*** Opening of Extracted text ***

Oral supplementation is the most common and practical means of improving glutathione levels. Oral glutathione supplements are broken down into the molecule’s three amino acids, with many of the benefits attributed to L-cysteine.

5. Quercetin

Quercetin is a type of flavonoid antioxidant that is technically considered a plant pigment, responsible for creating vibrant colors in a variety of fruits and vegetables.

The best news about quercetin is that it’s easy to find. Quercetin is considered one of the most abundant antioxidants in the modern human diet and can be found in basically any plant with a red, green, or purple color.

Some sources of quercetin include:

  • Spinach, kale, and other leafy green vegetables
  • Broccoli, cabbage, and other cruciferous vegetables
  • Apples
  • Tomatoes
  • Dark cherries, blueberries, and blackberries

6. Lutein

Lutein is a carotenoid antioxidant that is most well-known for supporting eye health. In fact, of the over 600 carotenoids found in nature, lutein is just one of two that is sent directly to the macular portion of your eyes.

*** Close of Extracted text ***

## Tasks to carry out
1 - In the antioxidant passage, what type of antioxidant is lutein?
2 - Reproduce everything in the antioxidant passage from "5. Quercetin" down to "fruits and vegetables.".
The rows that come next are from a separate source.

*** Opening of Given entries ***

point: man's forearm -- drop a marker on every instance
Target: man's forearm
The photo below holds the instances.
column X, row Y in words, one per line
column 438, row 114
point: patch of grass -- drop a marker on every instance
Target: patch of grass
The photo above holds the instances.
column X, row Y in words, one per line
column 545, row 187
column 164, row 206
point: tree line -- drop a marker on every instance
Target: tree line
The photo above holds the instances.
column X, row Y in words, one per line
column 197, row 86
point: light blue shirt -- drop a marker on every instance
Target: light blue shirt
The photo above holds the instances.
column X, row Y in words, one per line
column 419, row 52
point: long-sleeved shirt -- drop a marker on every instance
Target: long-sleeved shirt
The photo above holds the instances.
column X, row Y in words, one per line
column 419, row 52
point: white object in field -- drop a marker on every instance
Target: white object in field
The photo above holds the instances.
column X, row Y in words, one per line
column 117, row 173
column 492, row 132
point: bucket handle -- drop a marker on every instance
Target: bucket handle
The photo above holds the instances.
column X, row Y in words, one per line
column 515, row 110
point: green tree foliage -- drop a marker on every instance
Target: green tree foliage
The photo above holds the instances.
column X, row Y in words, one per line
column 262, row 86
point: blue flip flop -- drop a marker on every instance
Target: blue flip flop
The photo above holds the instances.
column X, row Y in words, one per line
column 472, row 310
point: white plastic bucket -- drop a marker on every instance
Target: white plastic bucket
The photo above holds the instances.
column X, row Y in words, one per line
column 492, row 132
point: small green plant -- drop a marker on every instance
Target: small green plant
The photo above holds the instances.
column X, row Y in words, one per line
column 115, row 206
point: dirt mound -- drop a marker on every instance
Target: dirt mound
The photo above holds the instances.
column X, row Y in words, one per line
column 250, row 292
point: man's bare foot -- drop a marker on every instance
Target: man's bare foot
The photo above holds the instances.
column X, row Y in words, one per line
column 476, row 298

*** Close of Given entries ***

## Solution set
1 - A carotenoid antioxidant.

2 -
5. Quercetin

Quercetin is a type of flavonoid antioxidant that is technically considered a plant pigment, responsible for creating vibrant colors in a variety of fruits and vegetables.